Data items
———
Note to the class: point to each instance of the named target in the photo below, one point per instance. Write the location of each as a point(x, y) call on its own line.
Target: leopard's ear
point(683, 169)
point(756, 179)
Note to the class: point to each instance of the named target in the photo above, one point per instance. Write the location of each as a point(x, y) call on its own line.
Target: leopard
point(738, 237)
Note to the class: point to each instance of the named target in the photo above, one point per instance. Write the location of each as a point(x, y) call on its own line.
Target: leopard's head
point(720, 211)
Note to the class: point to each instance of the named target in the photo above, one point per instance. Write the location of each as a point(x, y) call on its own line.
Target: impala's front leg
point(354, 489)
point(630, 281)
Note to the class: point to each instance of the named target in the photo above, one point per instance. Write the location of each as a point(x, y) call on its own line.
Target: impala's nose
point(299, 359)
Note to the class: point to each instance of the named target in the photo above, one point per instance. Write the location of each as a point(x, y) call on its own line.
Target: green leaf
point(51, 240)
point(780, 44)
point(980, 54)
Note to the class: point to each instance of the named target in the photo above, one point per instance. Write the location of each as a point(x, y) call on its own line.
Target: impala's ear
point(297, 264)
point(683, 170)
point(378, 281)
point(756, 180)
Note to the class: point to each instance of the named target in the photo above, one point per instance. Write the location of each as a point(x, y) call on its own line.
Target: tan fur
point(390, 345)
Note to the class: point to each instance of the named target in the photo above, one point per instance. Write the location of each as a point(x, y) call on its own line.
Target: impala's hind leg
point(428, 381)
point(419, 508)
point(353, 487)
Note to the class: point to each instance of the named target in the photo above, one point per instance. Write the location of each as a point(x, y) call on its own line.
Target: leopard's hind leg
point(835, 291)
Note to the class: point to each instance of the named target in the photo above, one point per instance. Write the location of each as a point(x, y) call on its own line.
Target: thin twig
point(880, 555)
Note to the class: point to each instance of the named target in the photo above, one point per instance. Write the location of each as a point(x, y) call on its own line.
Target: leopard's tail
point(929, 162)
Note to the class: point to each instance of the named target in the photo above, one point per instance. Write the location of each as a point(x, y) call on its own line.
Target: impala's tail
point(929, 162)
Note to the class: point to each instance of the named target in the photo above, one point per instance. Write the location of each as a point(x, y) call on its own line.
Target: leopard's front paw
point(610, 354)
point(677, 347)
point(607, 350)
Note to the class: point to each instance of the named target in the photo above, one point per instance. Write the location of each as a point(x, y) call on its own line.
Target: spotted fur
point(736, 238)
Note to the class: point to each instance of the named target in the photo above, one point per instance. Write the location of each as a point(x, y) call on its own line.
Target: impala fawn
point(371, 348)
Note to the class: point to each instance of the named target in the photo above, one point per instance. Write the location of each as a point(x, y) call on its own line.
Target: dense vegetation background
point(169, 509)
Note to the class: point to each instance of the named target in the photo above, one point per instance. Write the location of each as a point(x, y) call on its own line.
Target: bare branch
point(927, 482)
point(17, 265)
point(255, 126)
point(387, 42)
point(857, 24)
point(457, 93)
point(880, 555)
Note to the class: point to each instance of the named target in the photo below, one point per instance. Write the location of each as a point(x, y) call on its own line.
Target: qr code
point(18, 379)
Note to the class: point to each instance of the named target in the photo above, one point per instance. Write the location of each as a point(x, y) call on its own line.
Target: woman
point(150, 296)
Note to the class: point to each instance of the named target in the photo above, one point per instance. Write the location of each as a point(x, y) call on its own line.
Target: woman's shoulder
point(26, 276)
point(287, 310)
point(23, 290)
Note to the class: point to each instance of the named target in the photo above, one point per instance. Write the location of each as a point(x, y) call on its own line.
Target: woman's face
———
Stated task: Can you copy out everything from the first line of the records down to the line containing "point(756, 180)", including both of those lines, with every character unchanged?

The answer:
Note to the class: point to each instance of the named target in the photo below, one point per instance. Write the location of each as a point(x, y) call on its own line.
Target: leopard's ear
point(683, 169)
point(756, 179)
Note to the class: point to each instance of the named target in the photo above, one point per instance. Write the location of each as a point(x, y) call on its own line.
Target: leopard
point(738, 237)
Note to the class: point to each instance of the named target in the photo above, one point per instance. Write the location of each as a point(x, y) call on its own line.
Target: leopard's head
point(720, 211)
Note to the class: point to each instance of the named target in the photo above, one point per instance. Write the location of each as a point(x, y) call on its own line.
Target: impala's front leg
point(354, 489)
point(630, 281)
Note to the class: point to each instance of the named target in the photo above, one point per instance. Write the location of each as a point(x, y) call on its own line.
Target: impala's nose
point(299, 359)
Note to the class: point to each instance of the named target in the photo above, one point per instance. Write the location of each as a point(x, y) call on its own line.
Target: green leaf
point(51, 240)
point(780, 44)
point(980, 54)
Note to the class: point to each instance of the named target in the photo above, one point per instance. Write the location of each as a point(x, y) call on its own line.
Target: impala's ear
point(297, 264)
point(683, 170)
point(378, 281)
point(756, 180)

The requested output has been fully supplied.